## Selected passage
= = = = = = =
The purpose of this notebook is to take XML files found in the `/xml` directory, and produce a csv output (`output.csv`) that has the following:
* Article Title
* Impact Statement
* Impact Statement Word Count
* Impact Statement Citation Count

In [1]:
import pandas as pd
import os
import re
from wordcloud import WordCloud
from sklearn.feature_extraction.text import CountVectorizer
from sklearn.decomposition import LatentDirichletAllocation as LDA
import numpy as np
import matplotlib.pyplot as plt
import seaborn as sns
import warnings
warnings.filterwarnings("ignore", category=DeprecationWarning)
from pyLDAvis import sklearn as sklearn_lda
import pickle 
import pyLDAvis
import xml.etree.ElementTree as ET

In [5]:
#XML files that are already genereated via PDFx are assumed to be in a directory "xml"

directory="xml"
impact_dict={"title":[], "paper identifier":[], "paper link":[], "impact statement":[], "impact title":[], "impact statement word count":[], "impact statement sentence count":[], "citation count":[],
            "has positive":[], "has negative":[], "has opt out":[], "has NA":[]}

#initialize citations_dict, which is a separate dictionary to be generated as a separate CSV file (citation.csv)
citation_dict={"paper title":[],"paper id":[],"citation":[]}

#loops through the directory, and appends the relevant information to impact_dict, which will be appended to the dataframe later
for filename in os.listdir(directory):
    #to exclude "sample.xml"
    if filename.endswith(".pdfx.xml"):
        full_path = os.path.join(directory, filename)
        tree = ET.parse(full_path)
        root = tree.getroot()
        #get article title
        #initialize a list of citations for this document
        citation_ref = []
        for section in root[1][0][0]:
            if section.tag=="article-title":
                title = section.text
        for section in root[1][1]:
            citations = 0
            signal = 0
            for child in section:
                if signal == 1 :
                    #print(section.text)
                    #broader_dict[filename] = section.text
                    #loop through any xrefs to count for citations
                    for xref in child:
                        #narrow down xref citations to bibliography references
                        if xref.tag == "xref" and xref.attrib['ref-type'] == "bibr":
                            #use "rid" as the identifier, so we come out of this with a list of references
                            citation_ref.append(xref.attrib['rid'])
                            citations +=1
                    #itertext will make sure that if there are any tags within the section, we still get the whole thing.
                    impact_statement_text=''.join(child.itertext())
                    impact_statement_number_of_words=len(impact_statement_text.split())
                    #add count for setences using delimeters of ".", "?", and "!"
                    impact_statement_number_of_sentences=len(re.split("\.|\?|!", impact_statement_text))-1
                    #will identify the hash based off of this pattern "86d7c8a08b4aaa1bc7c599473f5dddda-Paper.pdfx.xml"
                    paper_identifier = re.search("(\w*)(-Paper)", filename)
                    #check if "positive" is in the statement
                    has_positive = "True" if "positive" in impact_statement_text.lower() else "False"
                    #check if "negative" is in the statement
                    has_negative = "True" if "negative" in impact_statement_text.lower() else "False"
= = = = = = =
## Given problem 1
Rewrite the XML-to-CSV notebook code, beginning at the words "citations +=1" and stopping after "impact_statement_text=''.join(child.itertext())", with "whole thing" changed to "entire section".
## Given problem 2
Summarize the XML-to-CSV notebook code in two sentences.
## Given problem 3
Write the next part of the XML-to-CSV notebook code, continuing from its last statement.
The lines after this text come from a separate source.

(Lines excerpted from a collection)
= = = = = = =
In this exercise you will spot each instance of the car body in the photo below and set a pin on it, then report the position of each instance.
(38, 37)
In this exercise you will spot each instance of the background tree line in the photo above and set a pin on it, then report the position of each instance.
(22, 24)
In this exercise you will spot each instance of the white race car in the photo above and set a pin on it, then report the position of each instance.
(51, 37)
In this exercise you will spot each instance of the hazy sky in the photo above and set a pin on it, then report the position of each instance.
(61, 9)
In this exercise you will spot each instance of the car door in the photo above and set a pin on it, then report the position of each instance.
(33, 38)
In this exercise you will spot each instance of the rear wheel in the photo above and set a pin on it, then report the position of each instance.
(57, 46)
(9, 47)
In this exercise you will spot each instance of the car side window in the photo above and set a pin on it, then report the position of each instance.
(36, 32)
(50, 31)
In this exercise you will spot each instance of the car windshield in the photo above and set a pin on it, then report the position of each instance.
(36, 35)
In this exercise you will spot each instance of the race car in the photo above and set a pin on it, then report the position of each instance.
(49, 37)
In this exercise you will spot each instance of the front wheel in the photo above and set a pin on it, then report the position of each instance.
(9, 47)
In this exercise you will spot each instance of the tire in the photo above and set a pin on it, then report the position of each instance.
= = = = = = =
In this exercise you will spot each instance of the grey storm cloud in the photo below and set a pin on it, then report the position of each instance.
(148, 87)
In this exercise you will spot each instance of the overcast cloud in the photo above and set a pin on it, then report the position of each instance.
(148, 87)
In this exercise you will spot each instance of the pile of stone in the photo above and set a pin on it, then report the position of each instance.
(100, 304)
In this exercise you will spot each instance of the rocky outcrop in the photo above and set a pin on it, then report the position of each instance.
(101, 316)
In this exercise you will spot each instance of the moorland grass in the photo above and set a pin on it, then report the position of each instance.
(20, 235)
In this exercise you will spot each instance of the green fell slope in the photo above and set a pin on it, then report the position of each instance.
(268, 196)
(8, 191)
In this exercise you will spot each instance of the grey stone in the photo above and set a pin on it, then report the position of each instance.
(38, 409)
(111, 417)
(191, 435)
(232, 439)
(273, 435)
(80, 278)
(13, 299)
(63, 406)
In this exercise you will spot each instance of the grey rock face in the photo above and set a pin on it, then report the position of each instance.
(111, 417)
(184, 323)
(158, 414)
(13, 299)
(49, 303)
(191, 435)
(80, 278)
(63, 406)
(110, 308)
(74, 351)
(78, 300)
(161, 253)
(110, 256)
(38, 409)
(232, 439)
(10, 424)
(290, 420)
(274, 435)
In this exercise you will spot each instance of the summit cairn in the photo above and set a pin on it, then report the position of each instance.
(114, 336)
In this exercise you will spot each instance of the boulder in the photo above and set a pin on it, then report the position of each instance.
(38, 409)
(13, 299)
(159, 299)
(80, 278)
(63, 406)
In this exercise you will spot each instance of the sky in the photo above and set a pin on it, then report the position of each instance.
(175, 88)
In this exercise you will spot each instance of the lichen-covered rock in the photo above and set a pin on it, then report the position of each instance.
= = = = = = =
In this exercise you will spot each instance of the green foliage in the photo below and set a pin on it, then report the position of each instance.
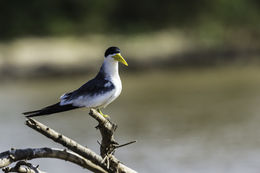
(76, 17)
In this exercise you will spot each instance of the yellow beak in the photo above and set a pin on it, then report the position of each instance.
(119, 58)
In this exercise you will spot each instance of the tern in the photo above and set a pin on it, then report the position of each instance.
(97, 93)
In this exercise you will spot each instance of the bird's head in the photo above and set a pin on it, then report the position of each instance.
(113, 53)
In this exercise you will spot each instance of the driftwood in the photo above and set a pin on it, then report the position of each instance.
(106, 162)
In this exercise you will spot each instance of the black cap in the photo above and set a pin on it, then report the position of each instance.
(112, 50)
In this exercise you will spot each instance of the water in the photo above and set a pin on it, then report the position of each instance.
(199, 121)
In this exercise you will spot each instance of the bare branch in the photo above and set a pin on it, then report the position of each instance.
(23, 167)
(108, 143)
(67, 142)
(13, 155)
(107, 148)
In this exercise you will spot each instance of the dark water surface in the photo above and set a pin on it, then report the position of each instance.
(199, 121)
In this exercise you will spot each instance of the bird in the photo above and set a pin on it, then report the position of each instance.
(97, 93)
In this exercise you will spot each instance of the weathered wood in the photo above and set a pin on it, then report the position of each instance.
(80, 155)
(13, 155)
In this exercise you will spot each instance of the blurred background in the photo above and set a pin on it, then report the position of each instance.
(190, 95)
= = = = = = =
## Result 1
citations +=1
                    #itertext will make sure that if there are any tags within the section, we still get the entire section.
                    impact_statement_text=''.join(child.itertext())

## Result 2
The notebook reads XML files from the xml directory and produces output.csv, which lists each article's title, impact statement, and the statement's word count and citation count. Its code loops over the files ending in ".pdfx.xml", counts bibliography citations, words and sentences in each impact statement, and checks whether the statement contains "positive" or "negative".

## Result 3
                    #check if it has the NeurIPS opt-out phrase
                    has_opt_out = "True" if "this work does not present any foreseeable societal consequence" in impact_statement_text.lower() else "False"
                    #check if it has "Not Applicable"
                    has_NA = "True" if "not applicable" in impact_statement_text.lower() else "False"
                    #add everything to the dictionary
                    impact_dict["impact title"].append(impact_statement_title)
                    impact_dict["impact statement"].append(impact_statement_text)
                    impact_dict["impact statement word count"].append(impact_statement_number_of_words)
                    impact_dict["impact statement sentence count"].append(impact_statement_number_of_sentences)
                    impact_dict["citation count"].append(citations)
                    impact_dict["title"].append(title)
                    impact_dict["paper identifier"].append(paper_identifier[1])
                    impact_dict["paper link"].append("https://proceedings.neurips.cc/paper/2020/file/" + paper_identifier[1] + "-Paper.pdf")
                    impact_dict["has positive"].append(has_positive)
                    impact_dict["has negative"].append(has_negative)
                    impact_dict["has opt out"].append(has_opt_out)
                    impact_dict["has NA"].append(has_NA)
                    signal = 0
                    #print(citation_ref)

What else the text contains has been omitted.